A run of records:
■ ■ ■
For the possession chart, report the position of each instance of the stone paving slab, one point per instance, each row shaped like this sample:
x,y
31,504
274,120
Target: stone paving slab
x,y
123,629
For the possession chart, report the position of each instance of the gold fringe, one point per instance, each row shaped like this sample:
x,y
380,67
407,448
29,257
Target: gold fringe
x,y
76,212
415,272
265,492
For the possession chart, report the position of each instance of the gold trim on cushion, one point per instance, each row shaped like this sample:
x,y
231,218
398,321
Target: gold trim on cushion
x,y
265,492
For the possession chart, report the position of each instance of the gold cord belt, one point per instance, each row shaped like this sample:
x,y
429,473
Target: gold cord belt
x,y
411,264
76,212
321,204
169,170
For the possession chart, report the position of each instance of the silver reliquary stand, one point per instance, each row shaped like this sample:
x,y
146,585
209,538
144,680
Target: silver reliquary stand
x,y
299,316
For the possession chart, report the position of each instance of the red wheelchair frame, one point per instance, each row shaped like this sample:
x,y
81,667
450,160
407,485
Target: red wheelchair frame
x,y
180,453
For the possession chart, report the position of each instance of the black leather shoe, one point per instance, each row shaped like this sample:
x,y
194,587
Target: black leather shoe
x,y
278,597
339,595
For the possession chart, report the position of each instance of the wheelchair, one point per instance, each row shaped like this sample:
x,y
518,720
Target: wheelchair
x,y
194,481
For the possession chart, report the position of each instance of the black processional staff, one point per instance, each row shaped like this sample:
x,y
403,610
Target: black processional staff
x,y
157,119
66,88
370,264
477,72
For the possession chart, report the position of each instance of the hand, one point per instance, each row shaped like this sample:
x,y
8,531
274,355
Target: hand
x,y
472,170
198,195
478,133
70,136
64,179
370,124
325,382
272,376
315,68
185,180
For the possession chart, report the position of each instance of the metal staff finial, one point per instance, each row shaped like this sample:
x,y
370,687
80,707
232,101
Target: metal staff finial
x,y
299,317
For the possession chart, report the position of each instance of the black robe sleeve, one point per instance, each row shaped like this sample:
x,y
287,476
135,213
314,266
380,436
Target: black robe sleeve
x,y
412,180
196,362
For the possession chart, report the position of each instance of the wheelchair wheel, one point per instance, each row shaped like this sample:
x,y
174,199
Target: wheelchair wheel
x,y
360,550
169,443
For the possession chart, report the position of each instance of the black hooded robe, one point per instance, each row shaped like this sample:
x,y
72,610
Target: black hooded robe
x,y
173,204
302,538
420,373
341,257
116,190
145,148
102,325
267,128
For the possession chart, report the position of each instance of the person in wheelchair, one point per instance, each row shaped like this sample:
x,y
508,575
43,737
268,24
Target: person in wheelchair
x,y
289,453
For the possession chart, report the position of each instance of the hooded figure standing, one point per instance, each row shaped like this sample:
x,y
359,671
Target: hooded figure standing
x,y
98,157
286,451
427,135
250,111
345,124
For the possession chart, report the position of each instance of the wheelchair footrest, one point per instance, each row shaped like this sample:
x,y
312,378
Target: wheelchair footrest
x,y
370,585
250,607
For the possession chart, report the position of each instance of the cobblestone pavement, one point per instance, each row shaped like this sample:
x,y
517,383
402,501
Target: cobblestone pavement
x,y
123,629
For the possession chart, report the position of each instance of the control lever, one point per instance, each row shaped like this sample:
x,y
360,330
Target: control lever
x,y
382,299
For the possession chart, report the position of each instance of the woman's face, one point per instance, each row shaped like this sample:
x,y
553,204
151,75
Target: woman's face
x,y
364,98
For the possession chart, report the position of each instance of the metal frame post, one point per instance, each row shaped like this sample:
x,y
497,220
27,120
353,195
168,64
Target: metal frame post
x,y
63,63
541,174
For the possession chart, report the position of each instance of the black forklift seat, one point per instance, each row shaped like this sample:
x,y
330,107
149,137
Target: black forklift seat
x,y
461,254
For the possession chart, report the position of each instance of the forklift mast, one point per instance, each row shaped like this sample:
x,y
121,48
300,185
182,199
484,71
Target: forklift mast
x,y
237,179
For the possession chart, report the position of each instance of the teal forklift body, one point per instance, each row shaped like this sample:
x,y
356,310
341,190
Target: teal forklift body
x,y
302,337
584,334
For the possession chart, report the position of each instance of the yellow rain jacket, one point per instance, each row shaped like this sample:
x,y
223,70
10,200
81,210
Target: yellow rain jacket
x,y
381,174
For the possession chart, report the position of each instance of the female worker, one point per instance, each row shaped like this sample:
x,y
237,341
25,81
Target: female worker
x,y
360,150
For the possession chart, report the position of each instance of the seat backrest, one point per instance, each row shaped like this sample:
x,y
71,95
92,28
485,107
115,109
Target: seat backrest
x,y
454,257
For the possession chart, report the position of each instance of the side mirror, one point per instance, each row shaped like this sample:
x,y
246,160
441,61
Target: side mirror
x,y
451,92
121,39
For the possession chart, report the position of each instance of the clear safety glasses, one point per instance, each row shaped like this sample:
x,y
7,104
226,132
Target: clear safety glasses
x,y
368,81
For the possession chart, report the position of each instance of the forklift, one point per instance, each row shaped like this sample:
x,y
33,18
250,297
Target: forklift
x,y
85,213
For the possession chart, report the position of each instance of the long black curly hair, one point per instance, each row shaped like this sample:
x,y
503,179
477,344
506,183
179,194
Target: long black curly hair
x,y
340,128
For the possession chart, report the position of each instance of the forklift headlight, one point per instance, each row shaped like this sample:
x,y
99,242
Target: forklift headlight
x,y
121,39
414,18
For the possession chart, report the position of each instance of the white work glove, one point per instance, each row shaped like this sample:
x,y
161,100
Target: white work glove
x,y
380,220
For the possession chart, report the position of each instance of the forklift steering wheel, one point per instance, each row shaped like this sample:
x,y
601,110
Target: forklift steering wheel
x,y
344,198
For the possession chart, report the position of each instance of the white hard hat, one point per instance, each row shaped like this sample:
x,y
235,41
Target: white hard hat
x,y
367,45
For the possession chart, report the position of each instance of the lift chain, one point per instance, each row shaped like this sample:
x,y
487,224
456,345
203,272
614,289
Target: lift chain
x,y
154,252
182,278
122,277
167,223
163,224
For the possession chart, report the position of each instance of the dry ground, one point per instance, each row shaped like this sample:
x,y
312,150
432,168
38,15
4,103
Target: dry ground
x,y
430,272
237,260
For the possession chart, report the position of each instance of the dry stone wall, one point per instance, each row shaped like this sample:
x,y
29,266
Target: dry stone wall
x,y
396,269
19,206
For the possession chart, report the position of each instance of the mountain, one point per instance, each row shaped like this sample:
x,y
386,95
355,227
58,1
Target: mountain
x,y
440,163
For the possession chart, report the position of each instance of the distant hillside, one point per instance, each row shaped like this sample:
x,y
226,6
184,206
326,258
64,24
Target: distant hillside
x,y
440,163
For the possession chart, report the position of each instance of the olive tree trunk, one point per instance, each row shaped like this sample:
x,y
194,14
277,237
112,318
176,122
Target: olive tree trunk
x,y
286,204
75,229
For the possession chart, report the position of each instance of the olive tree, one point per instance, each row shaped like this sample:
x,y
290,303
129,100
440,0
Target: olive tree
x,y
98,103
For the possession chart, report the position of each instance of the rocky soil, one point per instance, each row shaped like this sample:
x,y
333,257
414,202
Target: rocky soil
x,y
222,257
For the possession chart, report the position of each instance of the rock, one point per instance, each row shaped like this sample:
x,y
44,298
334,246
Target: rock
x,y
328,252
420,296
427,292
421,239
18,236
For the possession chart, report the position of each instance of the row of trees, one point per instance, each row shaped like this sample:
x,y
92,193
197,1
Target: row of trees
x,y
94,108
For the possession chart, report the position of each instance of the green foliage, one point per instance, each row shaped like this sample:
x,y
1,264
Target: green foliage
■ ■ ■
Aim. Reproduce the lines word for word, starting at the one holding "tree trunk, one" and ending at the final line of the material above.

Response for this exercise.
For the possession chart, report the position of each instance of the olive tree trunk, one point per instance, each row shaped like this sample:
x,y
194,14
277,237
112,318
176,122
Target: olive tree trunk
x,y
286,204
75,229
For the possession chart, report the position of each instance of the olive tree, one point per instance, each row shaped like this sample:
x,y
290,303
129,100
440,0
Target: olive tree
x,y
98,103
For the possession chart, report the position of each instance of the rocky soil, one point per instance, each row shaped like this sample:
x,y
333,257
414,202
Target: rocky soil
x,y
222,257
For the possession chart, report the position of each instance of the rock, one point per instance, each row shaped like this sample:
x,y
44,298
334,246
Target: rock
x,y
328,252
420,296
427,292
421,239
18,236
For the possession chart, report the position of each instance of the row of trees, one point per instance, each row shaped like this sample:
x,y
92,193
197,1
Target: row of trees
x,y
94,108
For the possession chart, report the position of each instance of the green foliage, one point per instance, each row shaped like this sample:
x,y
1,264
Target: green foliage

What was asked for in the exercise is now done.